──────── PAGE TEXT

What made you decide to transition from fashion into music? I knew you were going to ask me that. It’s so weird, I was always a musician and I always dressed the way I listened to music. I was actually out of the loop from ’86 until 2000; I was living in Greece and Switzerland and I didn’t see the sort of corporatization—I don’t know how you would put it—of what is now known as the fashion industry. When I was growing up, you dressed according to the band that you were listening to. So if I was listening to Beethoven, I’d be wearing tails; or if I was listening to the Sex Pistols, I’d be making my stuff out of rubbish bags and that’s how it was in the eighties. All this branding, I mean, fashion and music to me was connected, and also you know, I don’t know, I wasn’t around as a recording artist in the seventies, but from what I can gather, people would just sort of knock things off backstage because they couldn’t really afford...I’ve always just got dressed but I’m a musician first and foremost and I would prefer to be blind than deaf any day of the week.
What do you hope to impart to listeners with your lyrics? I have to sing words that I mean and that are honest, but I also don’t want to be too self—in fact I can’t be self-referential at all. Anybody could connect with these because everybody’s had some shit time or a nice time or whatever and it’s kind of psychedelic actually. I make quite a lot of small political points, like you know, “New Nirvana, turn off your TV, that’s not fantasy, executive fantasy dressed up as reality.” Funny enough, Pat [Donne], who is really great, actually checked all my lyrics and all the tunes and they are absolutely original, and I can’t believe that they are—that may be because I didn’t go to music school, so maybe it was a blessing in disguise because I always thought what a loser I was for not ever having gone to school. [Sings] “I’m a loser!”
You know, I’ve got a bit of humor, I don’t take myself that seriously. Life’s too short. I mean really, everybody’s become so serious. I’ll tell you what I love about music, is that everybody’s equal in music. On the dance floor, everybody’s equal, there’s no sense of being like, “I’ve got more money than you,” or there’s no class or race or religion, you’re just all there for the sound. That’s why I’m very careful about words. Once you put a sound with a word, you load that with meaning.

────────────────
──────── DATA EXTRACT

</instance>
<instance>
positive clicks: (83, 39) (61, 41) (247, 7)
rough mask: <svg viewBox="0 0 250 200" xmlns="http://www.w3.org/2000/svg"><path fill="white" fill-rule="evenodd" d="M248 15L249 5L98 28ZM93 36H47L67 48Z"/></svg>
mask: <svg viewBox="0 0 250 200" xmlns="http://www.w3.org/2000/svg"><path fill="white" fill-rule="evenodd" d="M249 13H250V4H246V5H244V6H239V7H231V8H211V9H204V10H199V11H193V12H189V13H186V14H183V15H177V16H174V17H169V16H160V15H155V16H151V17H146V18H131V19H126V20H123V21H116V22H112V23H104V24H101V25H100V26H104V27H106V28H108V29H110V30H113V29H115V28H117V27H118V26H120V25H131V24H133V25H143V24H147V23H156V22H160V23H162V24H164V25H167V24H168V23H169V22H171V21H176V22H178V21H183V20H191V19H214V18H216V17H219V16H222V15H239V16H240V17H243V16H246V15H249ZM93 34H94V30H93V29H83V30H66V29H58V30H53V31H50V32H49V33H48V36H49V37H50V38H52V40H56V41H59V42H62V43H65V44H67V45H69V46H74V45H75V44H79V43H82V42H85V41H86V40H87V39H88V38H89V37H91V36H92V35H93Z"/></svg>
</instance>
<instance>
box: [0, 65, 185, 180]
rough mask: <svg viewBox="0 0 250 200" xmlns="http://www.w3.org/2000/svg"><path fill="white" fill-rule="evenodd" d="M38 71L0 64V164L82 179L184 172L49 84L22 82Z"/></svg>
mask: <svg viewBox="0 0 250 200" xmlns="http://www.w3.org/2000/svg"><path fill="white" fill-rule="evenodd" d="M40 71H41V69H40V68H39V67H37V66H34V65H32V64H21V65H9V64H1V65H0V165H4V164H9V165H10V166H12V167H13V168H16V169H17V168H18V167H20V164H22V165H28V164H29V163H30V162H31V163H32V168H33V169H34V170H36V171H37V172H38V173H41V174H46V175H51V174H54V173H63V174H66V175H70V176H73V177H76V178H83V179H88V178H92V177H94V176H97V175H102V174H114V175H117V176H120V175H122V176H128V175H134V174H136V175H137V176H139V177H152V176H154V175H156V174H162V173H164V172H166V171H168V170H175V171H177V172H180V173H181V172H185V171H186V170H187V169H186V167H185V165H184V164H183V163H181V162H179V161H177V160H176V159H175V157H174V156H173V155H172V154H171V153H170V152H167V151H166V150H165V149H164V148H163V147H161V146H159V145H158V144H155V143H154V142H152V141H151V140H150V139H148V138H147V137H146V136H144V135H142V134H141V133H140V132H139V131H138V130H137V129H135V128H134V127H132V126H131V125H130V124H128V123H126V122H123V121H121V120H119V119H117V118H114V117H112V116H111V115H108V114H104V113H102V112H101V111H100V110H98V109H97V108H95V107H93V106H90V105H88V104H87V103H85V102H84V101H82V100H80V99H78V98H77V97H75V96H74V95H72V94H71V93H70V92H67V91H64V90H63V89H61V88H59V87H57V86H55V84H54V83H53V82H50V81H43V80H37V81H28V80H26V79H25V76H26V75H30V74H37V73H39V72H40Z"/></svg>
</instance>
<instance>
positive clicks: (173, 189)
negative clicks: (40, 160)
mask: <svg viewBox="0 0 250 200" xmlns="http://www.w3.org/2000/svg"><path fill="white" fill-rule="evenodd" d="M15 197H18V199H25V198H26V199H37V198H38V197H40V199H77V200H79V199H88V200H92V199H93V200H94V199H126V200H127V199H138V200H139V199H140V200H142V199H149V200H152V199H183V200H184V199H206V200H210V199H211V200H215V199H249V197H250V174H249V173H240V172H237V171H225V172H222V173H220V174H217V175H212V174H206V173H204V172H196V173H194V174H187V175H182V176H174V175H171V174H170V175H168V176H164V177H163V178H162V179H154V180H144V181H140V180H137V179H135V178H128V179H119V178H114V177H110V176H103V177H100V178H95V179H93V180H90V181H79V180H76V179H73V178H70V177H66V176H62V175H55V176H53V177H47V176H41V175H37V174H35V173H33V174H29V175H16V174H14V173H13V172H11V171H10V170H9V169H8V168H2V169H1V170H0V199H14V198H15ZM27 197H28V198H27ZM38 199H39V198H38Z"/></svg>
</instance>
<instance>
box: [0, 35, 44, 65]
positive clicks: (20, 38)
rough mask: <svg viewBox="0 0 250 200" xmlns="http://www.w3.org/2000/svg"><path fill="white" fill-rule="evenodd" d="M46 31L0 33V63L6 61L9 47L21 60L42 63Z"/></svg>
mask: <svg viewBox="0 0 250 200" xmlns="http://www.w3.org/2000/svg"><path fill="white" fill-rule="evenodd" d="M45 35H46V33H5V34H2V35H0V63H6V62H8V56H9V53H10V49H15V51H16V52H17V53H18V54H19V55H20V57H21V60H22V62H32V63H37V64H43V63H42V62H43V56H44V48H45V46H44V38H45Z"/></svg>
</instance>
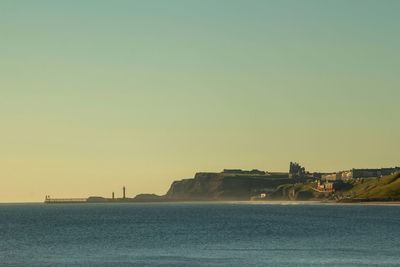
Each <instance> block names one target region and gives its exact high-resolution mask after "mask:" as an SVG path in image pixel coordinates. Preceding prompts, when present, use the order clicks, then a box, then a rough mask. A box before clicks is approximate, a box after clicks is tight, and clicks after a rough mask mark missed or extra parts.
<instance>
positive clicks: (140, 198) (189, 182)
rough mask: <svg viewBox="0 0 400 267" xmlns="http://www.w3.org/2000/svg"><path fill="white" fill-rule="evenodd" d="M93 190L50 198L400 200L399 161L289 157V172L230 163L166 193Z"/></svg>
mask: <svg viewBox="0 0 400 267" xmlns="http://www.w3.org/2000/svg"><path fill="white" fill-rule="evenodd" d="M111 195H112V197H111V198H105V197H99V196H91V197H88V198H79V199H78V198H68V199H58V198H51V197H50V196H46V198H45V203H48V204H58V203H136V202H178V201H248V200H254V201H273V200H302V201H304V200H313V201H321V202H340V203H343V202H371V201H376V202H381V201H382V202H386V201H400V167H392V168H376V169H350V170H343V171H338V172H334V173H322V172H313V173H310V172H308V171H307V170H306V169H305V168H304V167H303V166H301V165H300V164H299V163H296V162H290V164H289V171H288V172H268V171H260V170H256V169H254V170H241V169H225V170H223V171H222V172H219V173H214V172H199V173H196V174H195V176H194V177H193V178H189V179H183V180H178V181H174V182H173V183H172V184H171V186H170V188H169V190H168V191H167V193H166V194H165V195H162V196H159V195H155V194H139V195H137V196H135V197H131V198H129V197H127V196H126V189H125V187H123V188H122V197H120V198H118V197H115V194H114V192H112V194H111Z"/></svg>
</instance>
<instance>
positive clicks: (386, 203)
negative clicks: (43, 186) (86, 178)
mask: <svg viewBox="0 0 400 267" xmlns="http://www.w3.org/2000/svg"><path fill="white" fill-rule="evenodd" d="M24 204H28V205H29V204H45V205H51V206H53V205H56V206H58V205H82V204H83V205H85V204H86V205H87V204H114V205H115V204H117V205H118V204H125V205H128V204H234V205H299V206H306V205H335V206H336V205H337V206H342V205H343V206H349V205H358V206H400V201H355V202H336V201H319V200H298V201H297V200H221V201H214V200H192V201H190V200H182V201H137V202H81V203H50V204H49V203H44V202H3V203H0V205H24Z"/></svg>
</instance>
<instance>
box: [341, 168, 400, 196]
mask: <svg viewBox="0 0 400 267" xmlns="http://www.w3.org/2000/svg"><path fill="white" fill-rule="evenodd" d="M343 196H345V197H348V198H354V199H357V198H358V199H369V200H385V199H396V200H398V199H400V173H397V174H393V175H389V176H384V177H380V178H371V179H362V180H361V181H359V182H356V183H354V184H353V187H352V188H351V189H350V190H348V191H346V192H344V193H343Z"/></svg>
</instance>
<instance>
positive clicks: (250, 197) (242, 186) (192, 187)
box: [165, 172, 295, 200]
mask: <svg viewBox="0 0 400 267" xmlns="http://www.w3.org/2000/svg"><path fill="white" fill-rule="evenodd" d="M294 181H295V180H294V179H290V178H288V176H287V175H270V174H258V173H245V174H242V173H240V174H237V173H236V174H235V173H224V172H221V173H197V174H196V175H195V177H194V178H191V179H183V180H180V181H175V182H173V183H172V185H171V187H170V189H169V190H168V192H167V194H166V195H165V198H166V199H169V200H249V199H250V198H251V197H252V196H254V195H255V194H257V193H258V192H261V191H274V190H276V188H277V187H278V186H280V185H283V184H289V183H293V182H294Z"/></svg>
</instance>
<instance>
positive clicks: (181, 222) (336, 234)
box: [0, 202, 400, 267]
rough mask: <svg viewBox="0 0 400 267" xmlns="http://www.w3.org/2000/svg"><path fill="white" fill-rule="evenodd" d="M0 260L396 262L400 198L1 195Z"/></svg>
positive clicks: (396, 262) (207, 263) (99, 261)
mask: <svg viewBox="0 0 400 267" xmlns="http://www.w3.org/2000/svg"><path fill="white" fill-rule="evenodd" d="M0 266H230V267H232V266H400V206H396V205H363V204H341V205H338V204H306V203H297V202H282V203H272V204H271V203H240V202H237V203H235V202H227V203H158V204H132V203H118V204H94V203H93V204H0Z"/></svg>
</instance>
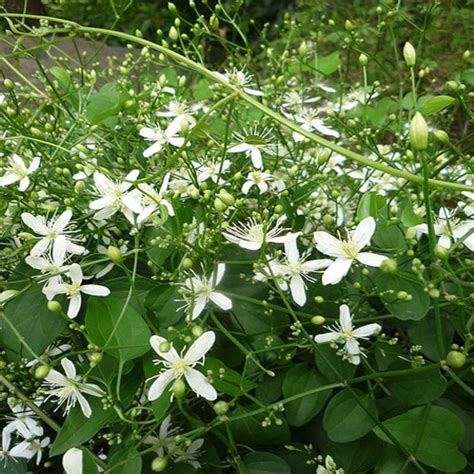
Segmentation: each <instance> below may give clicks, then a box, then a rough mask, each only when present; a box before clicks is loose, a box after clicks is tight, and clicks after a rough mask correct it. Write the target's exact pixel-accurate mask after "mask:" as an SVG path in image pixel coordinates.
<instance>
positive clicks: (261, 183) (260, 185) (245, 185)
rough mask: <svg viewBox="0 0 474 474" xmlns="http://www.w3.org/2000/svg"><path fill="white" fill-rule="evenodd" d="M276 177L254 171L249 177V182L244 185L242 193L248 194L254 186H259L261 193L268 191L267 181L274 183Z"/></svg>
mask: <svg viewBox="0 0 474 474" xmlns="http://www.w3.org/2000/svg"><path fill="white" fill-rule="evenodd" d="M273 179H275V177H274V176H273V175H272V174H270V173H264V172H262V171H252V172H250V173H249V174H248V175H247V181H245V183H244V184H243V185H242V192H243V193H244V194H248V192H249V191H250V189H251V188H252V187H253V186H257V188H258V190H259V191H260V192H261V193H266V192H267V191H268V184H267V181H272V180H273Z"/></svg>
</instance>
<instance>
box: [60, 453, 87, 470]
mask: <svg viewBox="0 0 474 474" xmlns="http://www.w3.org/2000/svg"><path fill="white" fill-rule="evenodd" d="M82 456H83V453H82V450H81V449H77V448H71V449H68V450H67V451H66V452H65V453H64V455H63V468H64V471H65V472H66V474H83V473H82Z"/></svg>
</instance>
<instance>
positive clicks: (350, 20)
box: [344, 20, 354, 33]
mask: <svg viewBox="0 0 474 474" xmlns="http://www.w3.org/2000/svg"><path fill="white" fill-rule="evenodd" d="M344 28H345V30H346V31H348V32H349V33H350V32H351V31H353V30H354V24H353V23H352V21H351V20H346V21H345V22H344Z"/></svg>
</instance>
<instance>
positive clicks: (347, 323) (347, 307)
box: [339, 304, 352, 331]
mask: <svg viewBox="0 0 474 474" xmlns="http://www.w3.org/2000/svg"><path fill="white" fill-rule="evenodd" d="M339 323H340V324H341V328H342V330H343V331H351V330H352V316H351V310H350V309H349V306H347V305H346V304H343V305H341V306H340V307H339Z"/></svg>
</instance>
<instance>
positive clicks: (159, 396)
mask: <svg viewBox="0 0 474 474" xmlns="http://www.w3.org/2000/svg"><path fill="white" fill-rule="evenodd" d="M173 379H174V372H173V370H171V369H168V370H165V371H164V372H161V374H160V375H159V376H158V378H157V379H156V380H155V381H154V382H153V383H152V384H151V387H150V390H148V400H150V401H151V402H152V401H153V400H156V399H157V398H160V397H161V395H162V394H163V392H164V391H165V389H166V387H167V386H168V385H169V384H170V382H171V381H172V380H173Z"/></svg>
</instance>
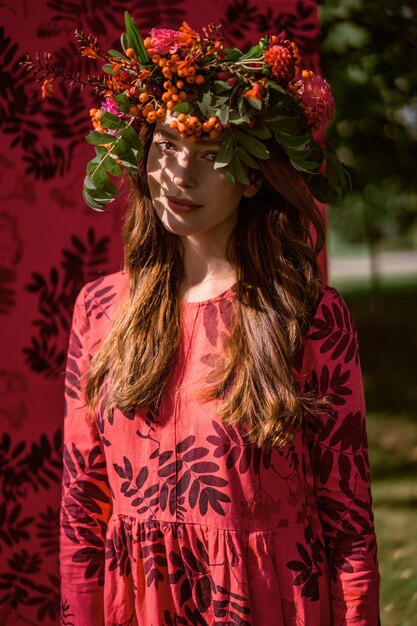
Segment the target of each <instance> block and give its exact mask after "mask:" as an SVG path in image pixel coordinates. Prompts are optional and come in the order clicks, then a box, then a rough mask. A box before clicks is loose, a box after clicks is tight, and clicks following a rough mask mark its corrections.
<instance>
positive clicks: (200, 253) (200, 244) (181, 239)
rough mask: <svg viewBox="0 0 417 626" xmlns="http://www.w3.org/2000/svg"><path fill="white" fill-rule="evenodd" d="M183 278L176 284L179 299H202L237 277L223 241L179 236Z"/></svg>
mask: <svg viewBox="0 0 417 626" xmlns="http://www.w3.org/2000/svg"><path fill="white" fill-rule="evenodd" d="M181 242H182V247H183V263H184V280H183V281H182V284H181V286H180V295H181V298H182V299H183V300H186V301H193V300H205V299H209V298H212V297H215V296H217V295H219V294H220V293H222V292H223V291H226V290H227V289H228V288H229V287H231V286H232V285H233V284H234V283H235V282H236V280H237V274H236V269H235V267H234V266H233V265H232V264H231V263H230V261H229V260H228V258H227V254H226V245H225V243H224V242H221V241H218V242H213V241H212V240H211V241H210V242H204V241H202V240H201V239H199V240H197V239H195V238H191V237H184V238H182V239H181Z"/></svg>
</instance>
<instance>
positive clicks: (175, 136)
mask: <svg viewBox="0 0 417 626" xmlns="http://www.w3.org/2000/svg"><path fill="white" fill-rule="evenodd" d="M174 119H176V118H175V117H174V116H173V115H169V116H167V118H166V120H165V121H164V122H159V121H158V122H156V125H155V131H154V135H162V136H163V137H164V138H166V139H169V140H172V141H177V142H178V141H179V142H186V144H187V145H190V146H191V145H194V146H201V145H204V146H213V147H216V146H217V147H218V146H220V144H221V143H222V142H223V141H224V139H225V137H226V136H227V131H224V132H222V133H220V135H219V136H218V138H217V139H210V137H207V136H204V135H202V136H201V137H200V138H199V140H198V142H197V143H191V142H189V141H187V139H182V138H181V137H180V134H179V133H178V131H176V130H175V128H171V127H170V123H171V122H172V120H174Z"/></svg>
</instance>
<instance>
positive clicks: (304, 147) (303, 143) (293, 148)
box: [275, 133, 313, 150]
mask: <svg viewBox="0 0 417 626" xmlns="http://www.w3.org/2000/svg"><path fill="white" fill-rule="evenodd" d="M275 137H276V139H277V141H278V143H280V144H281V145H282V146H285V147H287V148H293V149H294V150H304V148H305V147H306V146H308V144H309V143H311V141H312V139H313V137H312V136H311V135H289V134H288V133H275Z"/></svg>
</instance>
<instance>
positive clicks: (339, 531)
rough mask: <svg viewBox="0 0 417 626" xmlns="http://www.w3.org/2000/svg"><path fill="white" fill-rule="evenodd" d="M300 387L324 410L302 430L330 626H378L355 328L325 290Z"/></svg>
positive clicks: (366, 457)
mask: <svg viewBox="0 0 417 626" xmlns="http://www.w3.org/2000/svg"><path fill="white" fill-rule="evenodd" d="M302 372H303V376H304V382H305V388H306V389H307V390H311V391H313V392H314V393H318V395H319V396H326V397H327V400H328V408H327V409H326V410H325V411H323V413H322V414H320V415H316V416H309V417H308V419H306V423H305V433H306V442H307V445H308V451H309V454H308V455H306V457H308V460H309V463H310V467H309V470H307V476H308V479H309V480H310V486H311V489H312V491H313V498H312V502H313V506H317V513H318V518H319V520H320V523H321V531H322V534H323V538H324V543H325V548H326V552H327V556H328V561H329V567H330V593H331V607H332V625H333V626H341V625H342V624H343V625H344V624H352V625H353V624H355V626H377V624H378V623H379V572H378V564H377V557H376V541H375V532H374V524H373V514H372V500H371V492H370V475H369V462H368V448H367V437H366V425H365V402H364V393H363V385H362V375H361V369H360V362H359V356H358V342H357V335H356V331H355V328H354V326H353V324H352V320H351V317H350V314H349V311H348V309H347V307H346V304H345V303H344V301H343V300H342V298H341V297H340V295H339V294H338V293H337V291H336V290H334V289H331V288H326V289H325V290H324V295H323V298H322V300H321V302H320V304H319V307H318V309H317V311H316V314H315V316H314V319H313V321H312V325H311V328H310V331H309V333H308V335H307V339H306V343H305V351H304V357H303V367H302Z"/></svg>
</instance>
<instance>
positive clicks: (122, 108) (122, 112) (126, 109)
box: [115, 93, 132, 114]
mask: <svg viewBox="0 0 417 626" xmlns="http://www.w3.org/2000/svg"><path fill="white" fill-rule="evenodd" d="M115 101H116V103H117V108H118V109H119V111H121V112H122V113H127V114H128V113H130V107H131V106H132V105H131V103H130V100H129V98H128V97H127V95H126V94H125V93H119V94H118V95H117V96H116V97H115Z"/></svg>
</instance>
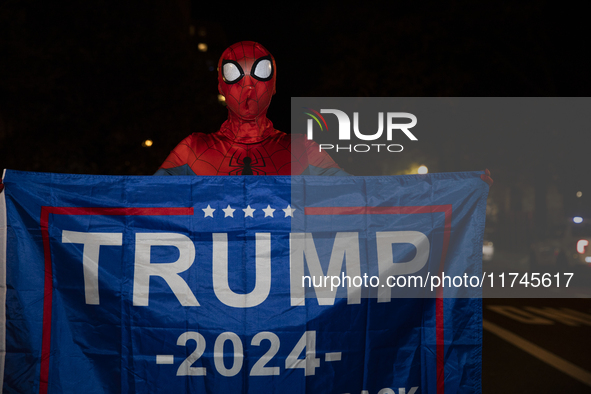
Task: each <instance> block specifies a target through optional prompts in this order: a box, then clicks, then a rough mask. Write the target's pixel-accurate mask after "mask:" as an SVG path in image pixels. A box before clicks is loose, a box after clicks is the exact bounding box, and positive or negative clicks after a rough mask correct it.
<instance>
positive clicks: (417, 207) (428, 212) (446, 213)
mask: <svg viewBox="0 0 591 394" xmlns="http://www.w3.org/2000/svg"><path fill="white" fill-rule="evenodd" d="M304 213H305V214H306V215H389V214H390V215H397V214H398V215H400V214H413V213H444V214H445V222H444V225H443V248H442V251H441V262H440V264H439V275H441V273H442V272H443V269H444V266H445V257H446V255H447V248H448V246H449V237H450V235H451V214H452V206H451V204H446V205H424V206H407V207H307V208H305V209H304ZM444 340H445V337H444V326H443V287H438V288H437V292H436V299H435V343H436V356H435V358H436V363H437V394H444V393H445V341H444Z"/></svg>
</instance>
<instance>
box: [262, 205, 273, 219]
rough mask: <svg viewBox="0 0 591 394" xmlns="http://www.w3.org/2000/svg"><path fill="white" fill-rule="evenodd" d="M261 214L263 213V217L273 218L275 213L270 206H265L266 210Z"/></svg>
mask: <svg viewBox="0 0 591 394" xmlns="http://www.w3.org/2000/svg"><path fill="white" fill-rule="evenodd" d="M263 212H265V217H267V216H271V217H273V212H275V210H274V209H273V208H271V206H270V205H267V208H265V209H263Z"/></svg>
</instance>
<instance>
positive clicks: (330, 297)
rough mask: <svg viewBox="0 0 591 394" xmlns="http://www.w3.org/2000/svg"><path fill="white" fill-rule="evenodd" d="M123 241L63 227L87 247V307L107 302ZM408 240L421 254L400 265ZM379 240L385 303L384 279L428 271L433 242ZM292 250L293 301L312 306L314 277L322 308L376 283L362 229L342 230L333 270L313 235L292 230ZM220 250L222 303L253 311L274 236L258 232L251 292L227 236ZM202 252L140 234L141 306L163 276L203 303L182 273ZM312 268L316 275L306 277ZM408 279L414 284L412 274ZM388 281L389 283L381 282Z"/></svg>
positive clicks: (219, 298) (266, 273) (378, 293)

────────────────

_EXERCISE PROMPT_
Write out the interview text above word for word, starting with "You know, I’ve" and ending after "that with meaning.".

_RESPONSE BOX_
You know, I’ve got a bit of humor, I don’t take myself that seriously. Life’s too short. I mean really, everybody’s become so serious. I’ll tell you what I love about music, is that everybody’s equal in music. On the dance floor, everybody’s equal, there’s no sense of being like, “I’ve got more money than you,” or there’s no class or race or religion, you’re just all there for the sound. That’s why I’m very careful about words. Once you put a sound with a word, you load that with meaning.